ACTION ITEM
In the records below, reproduce exactly the lines from the one containing "Target: blue sky" through the one containing "Target: white siding", both included, and omit the pictures.

Dataset records

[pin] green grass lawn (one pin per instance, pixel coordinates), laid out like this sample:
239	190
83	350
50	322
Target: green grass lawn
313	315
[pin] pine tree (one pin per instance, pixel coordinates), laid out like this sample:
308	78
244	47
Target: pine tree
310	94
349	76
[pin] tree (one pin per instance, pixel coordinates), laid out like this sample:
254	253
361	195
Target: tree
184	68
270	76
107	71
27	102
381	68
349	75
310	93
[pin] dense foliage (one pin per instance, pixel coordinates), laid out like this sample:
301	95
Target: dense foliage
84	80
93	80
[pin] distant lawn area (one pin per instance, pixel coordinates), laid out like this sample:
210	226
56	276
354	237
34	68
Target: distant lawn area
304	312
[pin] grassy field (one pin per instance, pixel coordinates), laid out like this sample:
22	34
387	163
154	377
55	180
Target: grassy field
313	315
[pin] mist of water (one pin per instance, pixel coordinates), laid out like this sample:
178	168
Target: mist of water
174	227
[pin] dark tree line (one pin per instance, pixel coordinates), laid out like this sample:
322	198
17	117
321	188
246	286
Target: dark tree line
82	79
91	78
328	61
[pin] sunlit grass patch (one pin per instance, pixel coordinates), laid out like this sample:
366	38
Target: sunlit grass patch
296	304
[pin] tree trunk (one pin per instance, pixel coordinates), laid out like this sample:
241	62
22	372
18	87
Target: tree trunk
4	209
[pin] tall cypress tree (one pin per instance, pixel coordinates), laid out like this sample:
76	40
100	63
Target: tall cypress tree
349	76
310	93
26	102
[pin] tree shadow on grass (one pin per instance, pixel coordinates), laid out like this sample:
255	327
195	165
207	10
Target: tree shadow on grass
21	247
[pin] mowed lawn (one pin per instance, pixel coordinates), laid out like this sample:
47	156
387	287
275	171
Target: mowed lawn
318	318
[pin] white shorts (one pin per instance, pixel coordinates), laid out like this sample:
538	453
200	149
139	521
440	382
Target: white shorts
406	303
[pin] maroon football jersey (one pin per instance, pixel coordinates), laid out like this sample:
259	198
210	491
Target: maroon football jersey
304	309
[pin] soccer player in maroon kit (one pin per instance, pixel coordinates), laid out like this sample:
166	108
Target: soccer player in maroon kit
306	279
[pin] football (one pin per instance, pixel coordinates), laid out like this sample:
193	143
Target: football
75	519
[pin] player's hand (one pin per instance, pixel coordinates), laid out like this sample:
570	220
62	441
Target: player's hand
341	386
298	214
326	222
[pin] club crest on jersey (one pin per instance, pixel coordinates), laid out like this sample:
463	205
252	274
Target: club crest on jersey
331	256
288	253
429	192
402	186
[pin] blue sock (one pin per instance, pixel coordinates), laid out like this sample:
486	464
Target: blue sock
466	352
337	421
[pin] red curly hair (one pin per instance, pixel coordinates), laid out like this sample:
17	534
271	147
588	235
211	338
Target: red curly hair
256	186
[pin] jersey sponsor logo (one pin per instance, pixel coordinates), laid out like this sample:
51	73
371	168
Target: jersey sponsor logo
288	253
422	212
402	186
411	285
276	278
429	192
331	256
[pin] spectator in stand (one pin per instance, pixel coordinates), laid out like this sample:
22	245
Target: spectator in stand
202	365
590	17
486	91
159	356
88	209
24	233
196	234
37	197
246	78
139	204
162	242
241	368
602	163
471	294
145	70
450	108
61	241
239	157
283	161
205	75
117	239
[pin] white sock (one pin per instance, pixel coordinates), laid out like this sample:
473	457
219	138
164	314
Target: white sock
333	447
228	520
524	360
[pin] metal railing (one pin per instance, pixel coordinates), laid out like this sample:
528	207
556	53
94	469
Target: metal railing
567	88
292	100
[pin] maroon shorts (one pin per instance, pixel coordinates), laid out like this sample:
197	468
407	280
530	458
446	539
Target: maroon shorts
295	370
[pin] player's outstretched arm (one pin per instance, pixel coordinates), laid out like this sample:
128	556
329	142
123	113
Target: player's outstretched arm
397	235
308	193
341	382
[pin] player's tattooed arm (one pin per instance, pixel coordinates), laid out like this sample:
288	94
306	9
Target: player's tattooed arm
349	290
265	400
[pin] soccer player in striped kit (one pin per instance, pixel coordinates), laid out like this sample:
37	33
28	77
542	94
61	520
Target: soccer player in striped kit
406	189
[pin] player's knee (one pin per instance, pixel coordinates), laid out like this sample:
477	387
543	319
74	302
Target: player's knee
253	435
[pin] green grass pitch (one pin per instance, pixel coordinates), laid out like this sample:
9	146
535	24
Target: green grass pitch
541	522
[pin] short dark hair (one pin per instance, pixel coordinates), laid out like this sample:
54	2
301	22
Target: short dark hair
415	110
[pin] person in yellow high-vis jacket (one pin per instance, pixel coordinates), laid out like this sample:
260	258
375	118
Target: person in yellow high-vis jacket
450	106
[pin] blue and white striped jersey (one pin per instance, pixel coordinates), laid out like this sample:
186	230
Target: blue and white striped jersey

...

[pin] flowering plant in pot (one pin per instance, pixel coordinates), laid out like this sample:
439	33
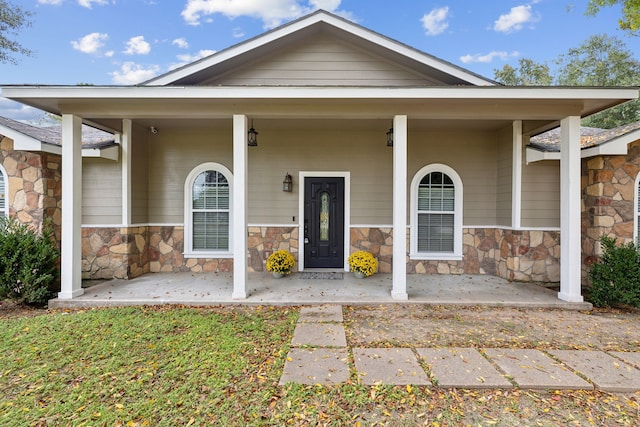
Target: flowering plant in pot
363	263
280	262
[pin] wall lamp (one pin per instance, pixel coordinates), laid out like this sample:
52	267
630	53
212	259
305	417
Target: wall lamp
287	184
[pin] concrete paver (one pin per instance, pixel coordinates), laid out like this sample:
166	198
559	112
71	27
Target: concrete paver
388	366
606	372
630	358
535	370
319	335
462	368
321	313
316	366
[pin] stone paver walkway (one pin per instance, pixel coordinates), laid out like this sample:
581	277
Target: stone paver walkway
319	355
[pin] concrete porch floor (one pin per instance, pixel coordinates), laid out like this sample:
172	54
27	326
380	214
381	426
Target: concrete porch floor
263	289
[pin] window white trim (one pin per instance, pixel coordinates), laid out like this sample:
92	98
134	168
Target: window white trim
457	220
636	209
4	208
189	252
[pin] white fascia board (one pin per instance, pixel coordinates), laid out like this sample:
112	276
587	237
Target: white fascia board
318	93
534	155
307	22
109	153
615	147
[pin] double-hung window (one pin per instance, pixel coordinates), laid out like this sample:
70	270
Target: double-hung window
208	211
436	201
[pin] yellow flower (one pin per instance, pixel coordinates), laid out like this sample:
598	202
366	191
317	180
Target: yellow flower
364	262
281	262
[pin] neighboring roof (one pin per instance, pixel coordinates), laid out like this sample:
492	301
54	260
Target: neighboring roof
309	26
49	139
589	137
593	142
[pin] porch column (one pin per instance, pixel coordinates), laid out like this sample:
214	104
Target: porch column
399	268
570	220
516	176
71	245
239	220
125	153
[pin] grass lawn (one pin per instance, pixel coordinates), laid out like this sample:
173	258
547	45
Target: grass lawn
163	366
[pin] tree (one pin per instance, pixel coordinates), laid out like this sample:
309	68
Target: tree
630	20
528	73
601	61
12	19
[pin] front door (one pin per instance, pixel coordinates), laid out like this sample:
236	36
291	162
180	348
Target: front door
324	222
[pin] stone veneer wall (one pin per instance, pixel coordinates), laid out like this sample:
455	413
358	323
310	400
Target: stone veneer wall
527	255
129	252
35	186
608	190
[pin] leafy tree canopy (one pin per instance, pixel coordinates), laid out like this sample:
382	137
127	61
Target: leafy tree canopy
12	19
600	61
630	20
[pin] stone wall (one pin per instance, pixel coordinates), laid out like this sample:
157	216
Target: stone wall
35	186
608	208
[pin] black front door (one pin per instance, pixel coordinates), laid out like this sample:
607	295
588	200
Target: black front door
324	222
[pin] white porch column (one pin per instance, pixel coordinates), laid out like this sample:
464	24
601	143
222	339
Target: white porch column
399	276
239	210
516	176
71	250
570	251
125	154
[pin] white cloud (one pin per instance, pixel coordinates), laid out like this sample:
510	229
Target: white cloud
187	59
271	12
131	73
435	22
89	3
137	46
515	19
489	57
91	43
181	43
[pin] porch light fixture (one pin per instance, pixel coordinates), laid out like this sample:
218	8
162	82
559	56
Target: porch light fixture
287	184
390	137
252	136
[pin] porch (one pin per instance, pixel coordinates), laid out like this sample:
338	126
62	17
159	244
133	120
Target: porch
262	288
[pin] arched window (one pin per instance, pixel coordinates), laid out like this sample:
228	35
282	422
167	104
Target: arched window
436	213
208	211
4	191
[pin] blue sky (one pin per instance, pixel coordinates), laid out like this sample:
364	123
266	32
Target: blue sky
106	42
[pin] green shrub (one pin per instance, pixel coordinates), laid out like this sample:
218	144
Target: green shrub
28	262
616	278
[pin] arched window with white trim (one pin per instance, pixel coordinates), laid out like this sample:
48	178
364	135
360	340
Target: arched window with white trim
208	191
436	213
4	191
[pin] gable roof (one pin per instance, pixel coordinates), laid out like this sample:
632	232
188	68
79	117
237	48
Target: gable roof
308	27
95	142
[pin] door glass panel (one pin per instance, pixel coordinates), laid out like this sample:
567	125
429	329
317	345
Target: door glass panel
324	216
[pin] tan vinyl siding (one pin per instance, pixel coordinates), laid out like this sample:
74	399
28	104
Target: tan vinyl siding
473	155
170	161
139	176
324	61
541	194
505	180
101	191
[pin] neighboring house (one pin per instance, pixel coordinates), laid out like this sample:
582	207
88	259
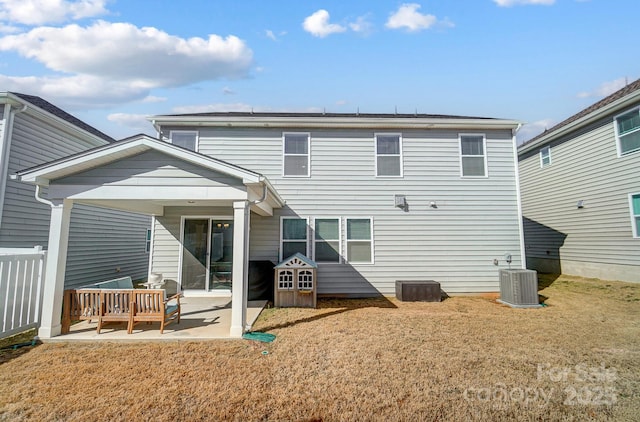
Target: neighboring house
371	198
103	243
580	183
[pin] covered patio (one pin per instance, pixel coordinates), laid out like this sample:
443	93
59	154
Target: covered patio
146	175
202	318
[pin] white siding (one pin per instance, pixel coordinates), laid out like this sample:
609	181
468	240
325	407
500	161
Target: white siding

==

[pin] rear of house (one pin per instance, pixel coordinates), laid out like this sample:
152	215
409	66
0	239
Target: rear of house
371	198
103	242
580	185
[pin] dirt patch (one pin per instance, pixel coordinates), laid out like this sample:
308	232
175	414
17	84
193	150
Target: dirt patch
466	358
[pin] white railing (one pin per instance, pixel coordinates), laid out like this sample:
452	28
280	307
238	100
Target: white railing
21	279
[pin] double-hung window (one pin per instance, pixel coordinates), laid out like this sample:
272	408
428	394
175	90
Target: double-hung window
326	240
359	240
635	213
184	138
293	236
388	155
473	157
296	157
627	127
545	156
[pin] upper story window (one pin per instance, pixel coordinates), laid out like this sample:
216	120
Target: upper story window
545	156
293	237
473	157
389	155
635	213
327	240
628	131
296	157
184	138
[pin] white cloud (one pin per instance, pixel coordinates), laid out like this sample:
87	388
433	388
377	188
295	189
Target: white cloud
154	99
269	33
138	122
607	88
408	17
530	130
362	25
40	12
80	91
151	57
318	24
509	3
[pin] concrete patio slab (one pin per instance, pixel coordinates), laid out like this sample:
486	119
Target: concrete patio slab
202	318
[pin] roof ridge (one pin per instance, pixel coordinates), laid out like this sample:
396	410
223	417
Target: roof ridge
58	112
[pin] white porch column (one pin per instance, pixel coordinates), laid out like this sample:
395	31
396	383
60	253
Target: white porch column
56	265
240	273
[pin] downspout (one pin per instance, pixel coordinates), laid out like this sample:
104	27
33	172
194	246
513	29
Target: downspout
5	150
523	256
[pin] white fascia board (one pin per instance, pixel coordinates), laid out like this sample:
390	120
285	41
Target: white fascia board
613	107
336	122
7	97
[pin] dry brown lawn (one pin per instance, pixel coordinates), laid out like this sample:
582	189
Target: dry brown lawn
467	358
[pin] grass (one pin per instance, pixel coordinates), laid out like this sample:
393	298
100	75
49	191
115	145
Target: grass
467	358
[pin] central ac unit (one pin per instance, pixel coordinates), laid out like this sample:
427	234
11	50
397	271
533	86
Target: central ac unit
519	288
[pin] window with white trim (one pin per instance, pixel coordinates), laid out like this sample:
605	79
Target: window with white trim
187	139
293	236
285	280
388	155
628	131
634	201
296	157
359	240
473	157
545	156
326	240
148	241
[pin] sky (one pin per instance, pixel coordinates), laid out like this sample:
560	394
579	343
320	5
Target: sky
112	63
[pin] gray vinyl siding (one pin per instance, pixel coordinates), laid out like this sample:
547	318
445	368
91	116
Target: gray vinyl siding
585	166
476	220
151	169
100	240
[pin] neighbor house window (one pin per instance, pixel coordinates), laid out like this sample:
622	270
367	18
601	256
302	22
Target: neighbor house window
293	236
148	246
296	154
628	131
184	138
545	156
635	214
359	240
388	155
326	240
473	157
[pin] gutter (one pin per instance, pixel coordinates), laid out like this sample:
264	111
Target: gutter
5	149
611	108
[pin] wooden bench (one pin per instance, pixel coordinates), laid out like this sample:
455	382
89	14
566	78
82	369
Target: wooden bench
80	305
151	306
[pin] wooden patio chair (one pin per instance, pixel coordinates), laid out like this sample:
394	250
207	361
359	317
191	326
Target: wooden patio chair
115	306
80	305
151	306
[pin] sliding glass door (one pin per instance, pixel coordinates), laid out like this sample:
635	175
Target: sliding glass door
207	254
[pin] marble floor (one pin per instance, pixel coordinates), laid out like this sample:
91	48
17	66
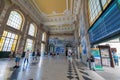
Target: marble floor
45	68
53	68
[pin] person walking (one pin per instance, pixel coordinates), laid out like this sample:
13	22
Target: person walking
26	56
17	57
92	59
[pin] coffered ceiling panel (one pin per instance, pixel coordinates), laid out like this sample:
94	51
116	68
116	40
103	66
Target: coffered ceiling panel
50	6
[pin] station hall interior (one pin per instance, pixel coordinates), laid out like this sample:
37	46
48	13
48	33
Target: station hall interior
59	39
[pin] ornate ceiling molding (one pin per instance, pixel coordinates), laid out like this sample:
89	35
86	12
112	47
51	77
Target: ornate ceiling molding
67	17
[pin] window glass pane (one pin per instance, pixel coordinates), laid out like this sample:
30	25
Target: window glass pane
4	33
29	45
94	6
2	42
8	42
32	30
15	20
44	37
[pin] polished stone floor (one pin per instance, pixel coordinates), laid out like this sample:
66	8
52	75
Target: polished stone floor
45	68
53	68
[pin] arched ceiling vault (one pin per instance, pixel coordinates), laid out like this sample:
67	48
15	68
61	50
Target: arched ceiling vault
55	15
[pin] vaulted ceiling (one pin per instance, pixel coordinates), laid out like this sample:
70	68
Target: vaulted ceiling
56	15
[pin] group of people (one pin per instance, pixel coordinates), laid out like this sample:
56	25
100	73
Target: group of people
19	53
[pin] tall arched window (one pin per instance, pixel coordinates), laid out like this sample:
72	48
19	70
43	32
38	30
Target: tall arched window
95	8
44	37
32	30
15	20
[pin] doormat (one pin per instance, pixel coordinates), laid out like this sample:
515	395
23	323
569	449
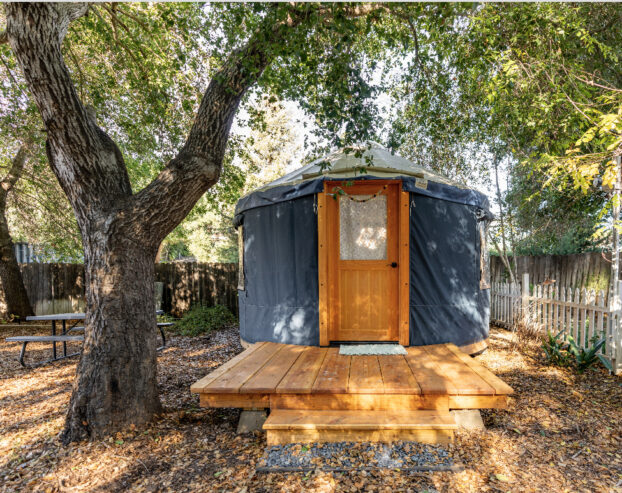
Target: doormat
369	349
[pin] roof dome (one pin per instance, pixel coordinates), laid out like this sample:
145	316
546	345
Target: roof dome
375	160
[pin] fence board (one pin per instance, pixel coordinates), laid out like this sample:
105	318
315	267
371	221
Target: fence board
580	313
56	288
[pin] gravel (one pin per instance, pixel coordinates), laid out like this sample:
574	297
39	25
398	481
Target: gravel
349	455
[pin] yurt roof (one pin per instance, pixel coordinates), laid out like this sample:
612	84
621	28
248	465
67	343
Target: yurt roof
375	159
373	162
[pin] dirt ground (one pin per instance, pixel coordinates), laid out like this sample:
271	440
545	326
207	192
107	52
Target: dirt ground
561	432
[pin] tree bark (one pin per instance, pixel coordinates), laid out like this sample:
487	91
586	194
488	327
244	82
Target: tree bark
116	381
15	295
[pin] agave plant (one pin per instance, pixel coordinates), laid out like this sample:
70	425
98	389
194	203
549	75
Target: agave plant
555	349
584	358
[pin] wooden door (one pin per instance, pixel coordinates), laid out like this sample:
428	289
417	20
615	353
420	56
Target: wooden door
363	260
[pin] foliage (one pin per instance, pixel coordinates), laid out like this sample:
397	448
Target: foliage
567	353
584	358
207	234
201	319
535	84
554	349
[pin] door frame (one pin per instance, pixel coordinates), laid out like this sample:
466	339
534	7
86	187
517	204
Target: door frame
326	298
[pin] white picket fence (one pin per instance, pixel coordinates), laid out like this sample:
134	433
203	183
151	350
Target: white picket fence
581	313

WRITTEN RESPONSE
Target: blue sky
106	42
[pin] green shrub (one pin per instance, pixel coordinates), laid out like this sample:
218	144
Target: green shrub
28	262
616	278
[pin] arched window with white trim (one pin per instance, pixel coordinates), laid out like this sample:
48	178
364	135
360	340
Target: arched window with white trim
208	191
436	213
4	191
[pin] gable roof (one pin per instance, pixel coordinates), laid out like this sample:
632	232
188	68
79	117
237	48
Target: gable roof
308	27
95	142
[pin] door glass panel (one pin per instance, pixel coordinates), laid out like this sample:
567	125
429	329
317	345
Target: door glass panel
324	216
[pin] tan vinyl siding (one pin per instance, pixel coordinates), laid out like this sample:
74	399
28	104
Target: tan vinyl siding
473	155
170	161
139	176
324	61
541	194
505	180
101	191
[pin] neighboring house (one pin per instance, pixel coordinates), laid out like this sample:
582	207
88	259
Target: neighboring house
371	198
103	243
580	183
[pin] covered patio (one pin per instance, pixel coordinates), laid out like this sample:
443	93
59	154
Target: covered patio
146	175
202	318
[pin] white siding (one pin per instance, pixel coordinates), laid out like this sample:
609	181
468	240
325	407
500	161
Target: white siding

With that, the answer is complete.